§ Work required: Report every line of the items below that contains the word "window", copying each such line in full.

Rows from a pointing dataset
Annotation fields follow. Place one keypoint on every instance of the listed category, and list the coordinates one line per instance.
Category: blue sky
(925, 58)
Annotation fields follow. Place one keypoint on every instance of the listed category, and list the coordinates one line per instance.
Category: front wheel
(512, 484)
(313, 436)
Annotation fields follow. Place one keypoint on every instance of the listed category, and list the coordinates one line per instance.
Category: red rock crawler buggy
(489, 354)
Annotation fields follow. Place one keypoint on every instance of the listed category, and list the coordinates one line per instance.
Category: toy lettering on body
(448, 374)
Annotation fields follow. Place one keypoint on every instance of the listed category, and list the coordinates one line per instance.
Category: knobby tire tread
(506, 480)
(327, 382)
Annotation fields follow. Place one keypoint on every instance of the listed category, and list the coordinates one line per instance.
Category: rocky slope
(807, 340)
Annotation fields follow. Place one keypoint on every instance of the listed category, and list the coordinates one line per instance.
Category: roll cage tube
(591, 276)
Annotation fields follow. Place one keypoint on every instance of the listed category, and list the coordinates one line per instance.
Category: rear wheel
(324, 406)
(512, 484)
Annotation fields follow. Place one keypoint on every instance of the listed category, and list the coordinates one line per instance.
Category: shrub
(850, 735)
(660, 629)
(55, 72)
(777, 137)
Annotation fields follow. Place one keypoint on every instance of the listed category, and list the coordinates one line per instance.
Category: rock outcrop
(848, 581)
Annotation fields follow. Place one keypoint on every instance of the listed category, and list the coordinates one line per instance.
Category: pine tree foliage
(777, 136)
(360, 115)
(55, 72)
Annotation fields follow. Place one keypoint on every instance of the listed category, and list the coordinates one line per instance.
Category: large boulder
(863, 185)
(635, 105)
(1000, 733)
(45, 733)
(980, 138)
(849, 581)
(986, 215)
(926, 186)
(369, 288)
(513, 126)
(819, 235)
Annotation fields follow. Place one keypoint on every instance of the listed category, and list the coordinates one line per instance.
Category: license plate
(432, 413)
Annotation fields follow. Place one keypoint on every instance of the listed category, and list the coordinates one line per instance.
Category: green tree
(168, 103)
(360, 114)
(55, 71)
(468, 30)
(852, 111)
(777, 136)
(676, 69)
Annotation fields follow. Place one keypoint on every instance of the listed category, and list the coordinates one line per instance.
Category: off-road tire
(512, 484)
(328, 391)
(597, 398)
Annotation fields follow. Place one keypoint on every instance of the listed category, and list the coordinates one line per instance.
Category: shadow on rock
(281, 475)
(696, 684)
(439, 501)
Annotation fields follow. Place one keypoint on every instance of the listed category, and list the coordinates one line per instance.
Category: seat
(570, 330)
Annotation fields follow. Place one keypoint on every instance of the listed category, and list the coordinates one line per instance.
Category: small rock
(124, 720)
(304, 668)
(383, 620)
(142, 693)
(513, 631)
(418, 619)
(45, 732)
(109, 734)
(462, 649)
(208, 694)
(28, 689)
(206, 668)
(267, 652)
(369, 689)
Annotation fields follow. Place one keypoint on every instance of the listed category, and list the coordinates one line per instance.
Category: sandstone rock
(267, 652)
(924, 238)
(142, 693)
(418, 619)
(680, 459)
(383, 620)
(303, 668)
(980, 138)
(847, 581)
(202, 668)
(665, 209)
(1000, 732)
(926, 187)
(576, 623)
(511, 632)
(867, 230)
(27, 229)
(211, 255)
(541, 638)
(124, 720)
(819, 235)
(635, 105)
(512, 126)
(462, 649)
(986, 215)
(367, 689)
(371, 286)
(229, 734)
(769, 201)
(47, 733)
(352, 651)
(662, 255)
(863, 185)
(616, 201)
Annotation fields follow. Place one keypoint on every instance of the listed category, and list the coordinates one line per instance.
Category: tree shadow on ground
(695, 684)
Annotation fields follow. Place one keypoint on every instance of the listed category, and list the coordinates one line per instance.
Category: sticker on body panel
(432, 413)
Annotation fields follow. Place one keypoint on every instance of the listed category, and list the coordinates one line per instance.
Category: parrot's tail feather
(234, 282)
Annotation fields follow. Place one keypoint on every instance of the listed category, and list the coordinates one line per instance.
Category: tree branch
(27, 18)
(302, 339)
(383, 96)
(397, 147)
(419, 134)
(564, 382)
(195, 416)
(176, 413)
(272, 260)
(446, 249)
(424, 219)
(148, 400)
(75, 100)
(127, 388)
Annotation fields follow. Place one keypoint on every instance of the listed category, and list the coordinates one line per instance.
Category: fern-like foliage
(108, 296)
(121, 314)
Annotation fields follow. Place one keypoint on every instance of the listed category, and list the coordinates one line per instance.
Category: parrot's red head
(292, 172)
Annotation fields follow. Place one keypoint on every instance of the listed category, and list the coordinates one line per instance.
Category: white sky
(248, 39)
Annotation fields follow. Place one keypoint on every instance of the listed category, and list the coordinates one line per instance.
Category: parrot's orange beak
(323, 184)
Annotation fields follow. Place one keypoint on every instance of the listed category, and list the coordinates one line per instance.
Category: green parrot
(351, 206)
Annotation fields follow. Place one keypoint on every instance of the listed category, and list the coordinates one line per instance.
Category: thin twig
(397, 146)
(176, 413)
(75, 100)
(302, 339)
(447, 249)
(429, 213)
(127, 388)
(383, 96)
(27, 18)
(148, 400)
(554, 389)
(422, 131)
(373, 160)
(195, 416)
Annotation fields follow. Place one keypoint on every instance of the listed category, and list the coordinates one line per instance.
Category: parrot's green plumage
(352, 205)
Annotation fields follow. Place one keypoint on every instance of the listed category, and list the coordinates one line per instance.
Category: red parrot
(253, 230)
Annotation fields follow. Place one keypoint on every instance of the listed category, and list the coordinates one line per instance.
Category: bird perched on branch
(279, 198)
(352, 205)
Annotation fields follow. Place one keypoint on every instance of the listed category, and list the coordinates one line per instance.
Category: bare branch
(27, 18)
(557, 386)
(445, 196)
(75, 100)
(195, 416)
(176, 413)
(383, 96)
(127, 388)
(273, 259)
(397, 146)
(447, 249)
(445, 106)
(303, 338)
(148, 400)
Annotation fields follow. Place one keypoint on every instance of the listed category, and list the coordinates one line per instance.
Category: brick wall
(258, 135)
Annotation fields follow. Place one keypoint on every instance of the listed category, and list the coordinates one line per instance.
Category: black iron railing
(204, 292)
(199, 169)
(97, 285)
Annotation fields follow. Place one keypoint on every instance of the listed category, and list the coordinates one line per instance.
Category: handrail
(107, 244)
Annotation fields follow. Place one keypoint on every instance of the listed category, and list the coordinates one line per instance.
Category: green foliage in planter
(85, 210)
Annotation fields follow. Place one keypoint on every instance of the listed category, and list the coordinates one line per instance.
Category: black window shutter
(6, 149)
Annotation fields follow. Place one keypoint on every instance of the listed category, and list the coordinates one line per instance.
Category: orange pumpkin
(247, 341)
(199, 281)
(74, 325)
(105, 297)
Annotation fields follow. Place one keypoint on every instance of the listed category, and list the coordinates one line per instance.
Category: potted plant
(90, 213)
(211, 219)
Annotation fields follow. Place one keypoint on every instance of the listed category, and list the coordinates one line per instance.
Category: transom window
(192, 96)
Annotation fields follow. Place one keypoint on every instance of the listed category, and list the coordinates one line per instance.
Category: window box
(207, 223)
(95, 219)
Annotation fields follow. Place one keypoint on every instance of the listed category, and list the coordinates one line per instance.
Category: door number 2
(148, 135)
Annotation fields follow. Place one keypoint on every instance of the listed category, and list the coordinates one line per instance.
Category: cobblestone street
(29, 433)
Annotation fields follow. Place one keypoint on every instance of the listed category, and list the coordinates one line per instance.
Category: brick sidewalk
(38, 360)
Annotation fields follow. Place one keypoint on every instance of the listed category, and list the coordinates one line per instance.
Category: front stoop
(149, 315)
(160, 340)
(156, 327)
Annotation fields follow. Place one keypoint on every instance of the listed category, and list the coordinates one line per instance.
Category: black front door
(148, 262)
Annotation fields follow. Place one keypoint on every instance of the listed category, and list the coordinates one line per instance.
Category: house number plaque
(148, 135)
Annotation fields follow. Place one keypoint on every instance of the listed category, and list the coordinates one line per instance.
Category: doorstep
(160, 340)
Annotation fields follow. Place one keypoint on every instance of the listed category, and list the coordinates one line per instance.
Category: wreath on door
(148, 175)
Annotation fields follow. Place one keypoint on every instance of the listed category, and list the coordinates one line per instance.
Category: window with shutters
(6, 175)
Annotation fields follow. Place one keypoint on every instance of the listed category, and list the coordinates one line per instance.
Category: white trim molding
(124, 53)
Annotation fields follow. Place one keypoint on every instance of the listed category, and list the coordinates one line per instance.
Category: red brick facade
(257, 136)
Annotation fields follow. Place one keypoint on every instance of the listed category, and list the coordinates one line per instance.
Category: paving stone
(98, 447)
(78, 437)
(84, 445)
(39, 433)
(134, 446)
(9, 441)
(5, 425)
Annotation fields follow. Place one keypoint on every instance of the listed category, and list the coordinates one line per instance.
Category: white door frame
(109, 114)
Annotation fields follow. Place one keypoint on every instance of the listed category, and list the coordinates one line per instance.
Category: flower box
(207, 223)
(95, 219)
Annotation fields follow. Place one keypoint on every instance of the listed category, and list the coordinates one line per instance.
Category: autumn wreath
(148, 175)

§ Result below:
Category: black window shutter
Category: transom window
Category: window box
Category: window with shutters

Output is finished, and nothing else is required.